[start]
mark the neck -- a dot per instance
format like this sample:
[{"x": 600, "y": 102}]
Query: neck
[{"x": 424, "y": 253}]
[end]
WHAT YOU ARE ASKED TO DO: Copy the listing above line for line, keeping every character unchanged.

FULL ANSWER:
mark the neck -- a dot per instance
format like this sample:
[{"x": 600, "y": 102}]
Query: neck
[{"x": 424, "y": 253}]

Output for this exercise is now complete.